Make your own sunscreen at home! ~ Sun Stick Recipe ~

Now that things are heating up outside, it’s time to break out the sunscreen!

But not so fast…have you seen some of the warnings and fact sheets about conventional sunscreen?

Ugh. It’s not fun news that many of the most common brands contain chemicals that are endocrine disruptors, common allergens, and can be detrimental to the environment.

What’s more confusing is that despite our increased use of sunscreens, skin cancer is on the rise and many Americans have Vitamin D levels that are way too low (vitamin D is critical for healthy bones and a strong immune system).

We certainly still need to protect ourselves from the sun, but maybe we need to rethink the way that we’re finding our protection.

So how do we do this while still staying safe from excessive and dangerous exposure to UVA and UVB sun rays?

Here are some of the top tips:

  • Wear big hats, shirts, and pants to protect your skin from the sun.
  • Go outside in the early morning or late afternoon rather than at mid-day when the sun is most intense.
  • Hang out in shaded areas, or bring shade in the form of umbrellas.
  • Wear sunglasses to protect your eyes from harmful UV radiation.
  • Research sunscreen options and find the best, safest choice for your family when you must be out in direct sunlight!

→ **DATASET EXCERPTS**
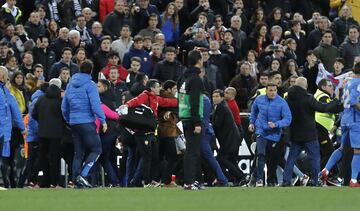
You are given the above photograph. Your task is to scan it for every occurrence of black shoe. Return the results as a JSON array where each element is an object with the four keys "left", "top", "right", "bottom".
[{"left": 75, "top": 175, "right": 93, "bottom": 188}]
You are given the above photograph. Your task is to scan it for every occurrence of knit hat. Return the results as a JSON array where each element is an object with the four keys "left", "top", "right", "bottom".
[{"left": 49, "top": 78, "right": 61, "bottom": 89}]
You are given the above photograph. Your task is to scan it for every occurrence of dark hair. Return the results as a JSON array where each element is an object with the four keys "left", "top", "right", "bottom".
[
  {"left": 188, "top": 50, "right": 201, "bottom": 67},
  {"left": 318, "top": 78, "right": 329, "bottom": 89},
  {"left": 61, "top": 47, "right": 72, "bottom": 55},
  {"left": 353, "top": 62, "right": 360, "bottom": 75},
  {"left": 164, "top": 46, "right": 176, "bottom": 53},
  {"left": 163, "top": 80, "right": 176, "bottom": 90},
  {"left": 80, "top": 59, "right": 94, "bottom": 74},
  {"left": 98, "top": 79, "right": 110, "bottom": 89},
  {"left": 212, "top": 89, "right": 225, "bottom": 97},
  {"left": 146, "top": 79, "right": 159, "bottom": 91}
]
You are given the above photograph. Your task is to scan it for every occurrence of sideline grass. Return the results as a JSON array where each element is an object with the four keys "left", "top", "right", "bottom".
[{"left": 0, "top": 188, "right": 360, "bottom": 211}]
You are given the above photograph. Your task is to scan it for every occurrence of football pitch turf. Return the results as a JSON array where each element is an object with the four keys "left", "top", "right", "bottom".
[{"left": 0, "top": 187, "right": 360, "bottom": 211}]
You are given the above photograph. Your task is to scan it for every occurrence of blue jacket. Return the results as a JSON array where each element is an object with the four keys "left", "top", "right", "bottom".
[
  {"left": 250, "top": 95, "right": 292, "bottom": 142},
  {"left": 26, "top": 89, "right": 45, "bottom": 142},
  {"left": 160, "top": 15, "right": 180, "bottom": 44},
  {"left": 122, "top": 45, "right": 152, "bottom": 77},
  {"left": 202, "top": 95, "right": 215, "bottom": 135},
  {"left": 0, "top": 82, "right": 25, "bottom": 157},
  {"left": 61, "top": 73, "right": 105, "bottom": 125}
]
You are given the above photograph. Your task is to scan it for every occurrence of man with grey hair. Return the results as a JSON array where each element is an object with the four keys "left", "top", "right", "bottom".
[
  {"left": 0, "top": 66, "right": 26, "bottom": 188},
  {"left": 283, "top": 77, "right": 343, "bottom": 186}
]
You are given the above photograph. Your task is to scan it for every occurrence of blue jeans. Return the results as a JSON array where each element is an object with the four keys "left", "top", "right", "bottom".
[
  {"left": 200, "top": 133, "right": 228, "bottom": 184},
  {"left": 283, "top": 140, "right": 320, "bottom": 185},
  {"left": 71, "top": 123, "right": 102, "bottom": 181}
]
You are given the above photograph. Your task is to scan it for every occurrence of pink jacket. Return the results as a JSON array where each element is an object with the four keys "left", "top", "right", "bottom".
[{"left": 95, "top": 103, "right": 120, "bottom": 133}]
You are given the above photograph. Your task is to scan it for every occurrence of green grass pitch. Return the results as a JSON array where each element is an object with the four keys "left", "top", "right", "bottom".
[{"left": 0, "top": 187, "right": 360, "bottom": 211}]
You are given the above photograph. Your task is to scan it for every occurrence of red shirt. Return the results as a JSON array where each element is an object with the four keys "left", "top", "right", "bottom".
[{"left": 226, "top": 100, "right": 241, "bottom": 126}]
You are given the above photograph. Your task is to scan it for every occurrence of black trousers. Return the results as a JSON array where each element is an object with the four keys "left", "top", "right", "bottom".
[
  {"left": 39, "top": 138, "right": 61, "bottom": 187},
  {"left": 159, "top": 137, "right": 178, "bottom": 184},
  {"left": 183, "top": 121, "right": 201, "bottom": 184},
  {"left": 17, "top": 141, "right": 39, "bottom": 188}
]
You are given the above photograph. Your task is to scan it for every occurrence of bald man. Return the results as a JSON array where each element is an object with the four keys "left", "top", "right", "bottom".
[
  {"left": 0, "top": 66, "right": 26, "bottom": 188},
  {"left": 283, "top": 77, "right": 343, "bottom": 186}
]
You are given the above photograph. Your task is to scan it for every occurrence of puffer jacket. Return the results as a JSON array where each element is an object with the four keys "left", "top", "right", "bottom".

→ **APPLY WHAT YOU READ**
1. Answer these questions about the sunscreen text above:
(a) What is vitamin D critical for?
(b) At what time of day is the sun most intense?
(c) What three problems does the text attribute to chemicals in many of the most common sunscreen brands?
2. Write the next part of the homemade sunscreen text, picking up after its last line.

→ **RESPONSE LIST**
1.
(a) Healthy bones and a strong immune system.
(b) Mid-day.
(c) They are endocrine disruptors, they are common allergens, and they can be detrimental to the environment.

2.
IMG_1694Chemical- vs. Mineral-Based Sunscreens

There are two main types of sunscreen available – those with chemical filters and those that use minerals to block the sun.  Products with chemical filters usually combine two of the following chemicals into their sunscreen: oxybenzone, avobenzone, octisalate, octocrylene, homosalate and/or octinoxate.  Mineral sunscreens are generally made with zinc oxide and/or titanium dioxide.

Unfortunately, many of the chemical filters are thought to be endocrine distruptors and allergens.  While mineral filters are not completely perfect and one should definitely take care not to inhale these minerals, the Environmental Working Group (EWG) notes that, “Zinc oxide is EWG’s first choice for sun protection. It is stable in sunlight and can provide greater protection from UVA rays than titanium oxide or any other sunscreen chemical approved in the U.S. (Schlossman 2005). Years ago, zinc oxide sunscreens, often seen on lifeguards’ noses, were famously white and chalky. Today, sunscreen makers use zinc oxide nanoparticles to formulate lotions with less white tint.”

A Problem with Vitamin A?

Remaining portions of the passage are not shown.